RECORDS SUPPLIED:
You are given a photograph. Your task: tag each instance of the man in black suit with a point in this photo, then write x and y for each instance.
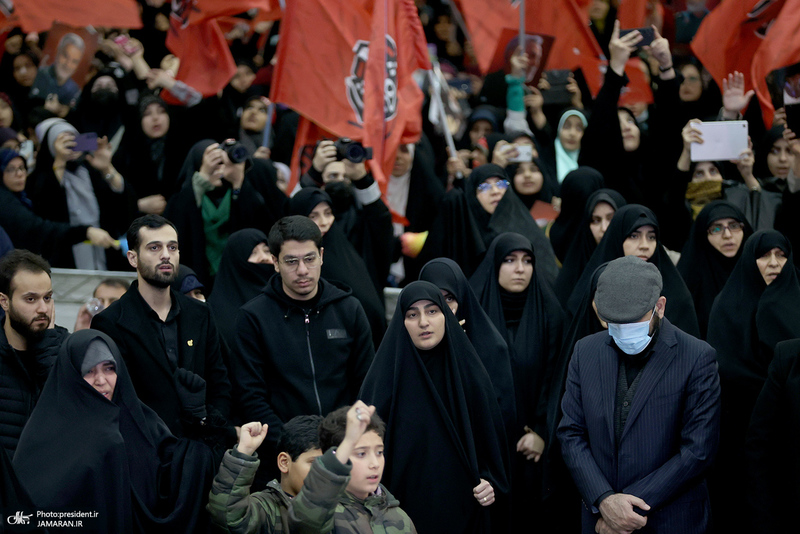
(641, 412)
(169, 341)
(773, 440)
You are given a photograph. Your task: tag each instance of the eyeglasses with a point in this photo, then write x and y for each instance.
(485, 187)
(14, 170)
(717, 229)
(310, 261)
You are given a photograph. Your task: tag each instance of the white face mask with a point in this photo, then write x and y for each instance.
(631, 338)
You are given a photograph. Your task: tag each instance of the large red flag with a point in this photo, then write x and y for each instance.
(632, 13)
(575, 46)
(347, 67)
(780, 48)
(731, 34)
(197, 40)
(39, 15)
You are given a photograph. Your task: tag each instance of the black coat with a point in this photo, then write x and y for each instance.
(199, 351)
(22, 382)
(773, 440)
(286, 362)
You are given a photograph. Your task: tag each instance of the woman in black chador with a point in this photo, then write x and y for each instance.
(446, 455)
(91, 445)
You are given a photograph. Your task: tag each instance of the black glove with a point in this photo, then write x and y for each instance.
(192, 393)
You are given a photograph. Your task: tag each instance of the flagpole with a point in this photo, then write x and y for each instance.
(433, 76)
(268, 127)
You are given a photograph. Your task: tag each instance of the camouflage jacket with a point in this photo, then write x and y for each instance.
(324, 505)
(235, 510)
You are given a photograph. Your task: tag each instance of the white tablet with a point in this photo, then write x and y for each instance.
(722, 141)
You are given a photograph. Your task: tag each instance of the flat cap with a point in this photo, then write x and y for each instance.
(627, 290)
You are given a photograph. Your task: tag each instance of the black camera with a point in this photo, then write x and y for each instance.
(236, 151)
(351, 150)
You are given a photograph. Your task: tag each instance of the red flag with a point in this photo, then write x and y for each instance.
(731, 34)
(197, 40)
(348, 68)
(39, 15)
(575, 46)
(632, 13)
(780, 48)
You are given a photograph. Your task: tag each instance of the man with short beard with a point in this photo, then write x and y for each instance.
(29, 339)
(169, 341)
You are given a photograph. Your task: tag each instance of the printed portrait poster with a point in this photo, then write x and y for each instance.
(66, 60)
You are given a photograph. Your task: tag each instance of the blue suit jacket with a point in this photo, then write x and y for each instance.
(670, 436)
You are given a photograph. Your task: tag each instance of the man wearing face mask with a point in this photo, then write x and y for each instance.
(641, 412)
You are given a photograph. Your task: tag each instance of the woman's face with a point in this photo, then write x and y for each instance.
(6, 114)
(451, 301)
(692, 85)
(103, 378)
(630, 131)
(24, 70)
(481, 128)
(322, 214)
(425, 323)
(705, 171)
(155, 121)
(261, 254)
(780, 158)
(571, 133)
(726, 236)
(15, 175)
(490, 192)
(641, 242)
(602, 214)
(528, 179)
(516, 271)
(771, 264)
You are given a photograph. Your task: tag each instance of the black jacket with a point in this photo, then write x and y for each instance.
(199, 351)
(289, 362)
(22, 382)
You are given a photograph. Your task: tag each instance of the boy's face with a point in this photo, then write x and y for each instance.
(297, 470)
(368, 462)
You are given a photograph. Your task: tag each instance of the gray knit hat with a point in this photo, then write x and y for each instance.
(627, 290)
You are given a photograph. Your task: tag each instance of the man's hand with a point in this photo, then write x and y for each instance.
(484, 493)
(602, 528)
(251, 436)
(324, 154)
(531, 445)
(619, 514)
(734, 99)
(358, 417)
(354, 171)
(621, 48)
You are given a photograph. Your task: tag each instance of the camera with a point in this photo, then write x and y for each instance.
(236, 151)
(351, 150)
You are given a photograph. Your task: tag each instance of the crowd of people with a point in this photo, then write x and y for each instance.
(594, 333)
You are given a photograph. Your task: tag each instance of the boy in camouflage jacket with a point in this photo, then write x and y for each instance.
(231, 505)
(342, 493)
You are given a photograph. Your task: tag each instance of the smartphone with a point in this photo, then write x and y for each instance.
(793, 118)
(648, 35)
(524, 154)
(124, 42)
(85, 142)
(558, 93)
(722, 141)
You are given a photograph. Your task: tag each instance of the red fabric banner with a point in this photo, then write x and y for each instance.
(39, 15)
(780, 48)
(574, 46)
(731, 34)
(348, 69)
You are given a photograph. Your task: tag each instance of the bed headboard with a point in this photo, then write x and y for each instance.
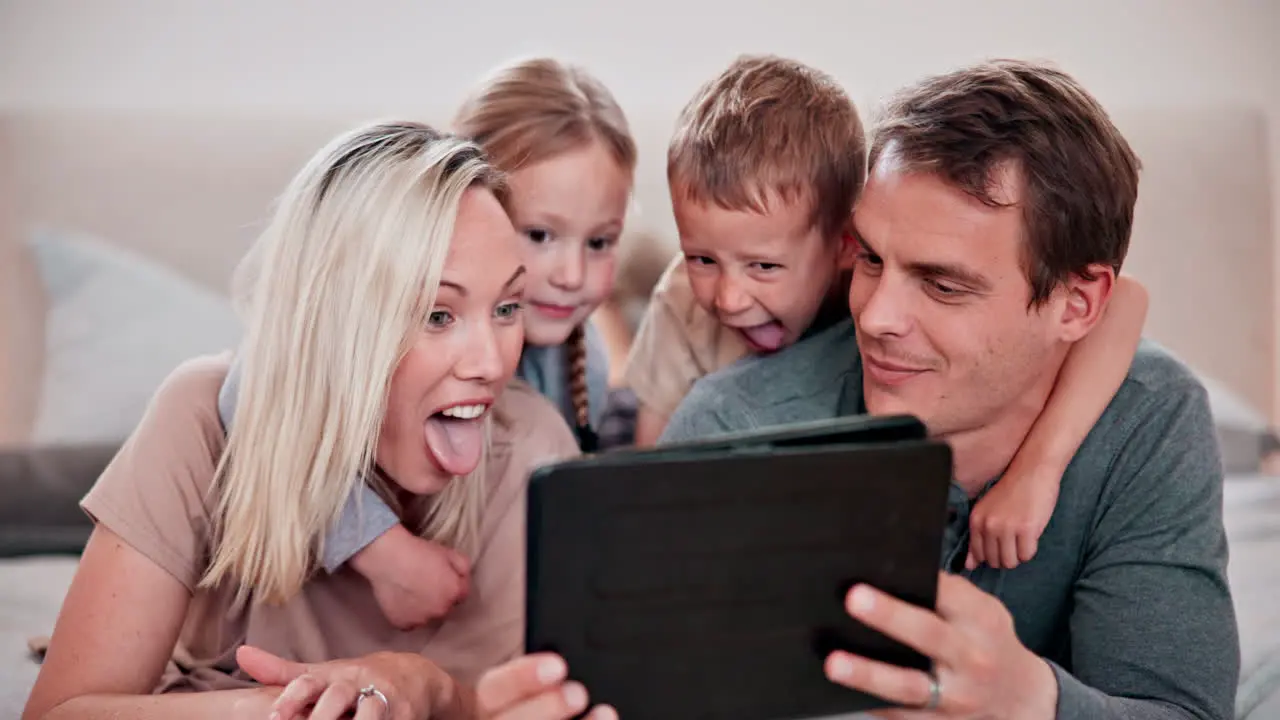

PROBLEM TO WORK ON: Copy out the material word for word, starting with the line containing "of the camera" and continuing through the end of the material. Leave the pictures out of your answer.

EXPECTED ANSWER:
You are given a photograph. Your task: tag each instance of the camera with a point in this photo, then write x and y for each instance.
(236, 151)
(351, 150)
You are given a photograph. Your task: tag each instance of the crowd of people with a point in this photo, then write x and y for each instance.
(594, 333)
You are given a photograph. Your task: tag each instance of the boy in camouflage jacket with a point in this photo, then write x and y for each instance.
(231, 505)
(342, 493)
You are given a photograph. Your task: tag each instance of the smartphone with a point in this photo, then write x and y for each instance.
(793, 118)
(648, 35)
(524, 154)
(124, 42)
(85, 142)
(558, 93)
(722, 141)
You are given a photograph. Your task: tag each instance of the red fabric banner with a point in this photo, then write x and y for each instance.
(39, 15)
(780, 48)
(574, 46)
(731, 34)
(348, 69)
You are given a photograph. Your task: tag each instance of the bed headboard with a point in this photo, then write x and y for each instance.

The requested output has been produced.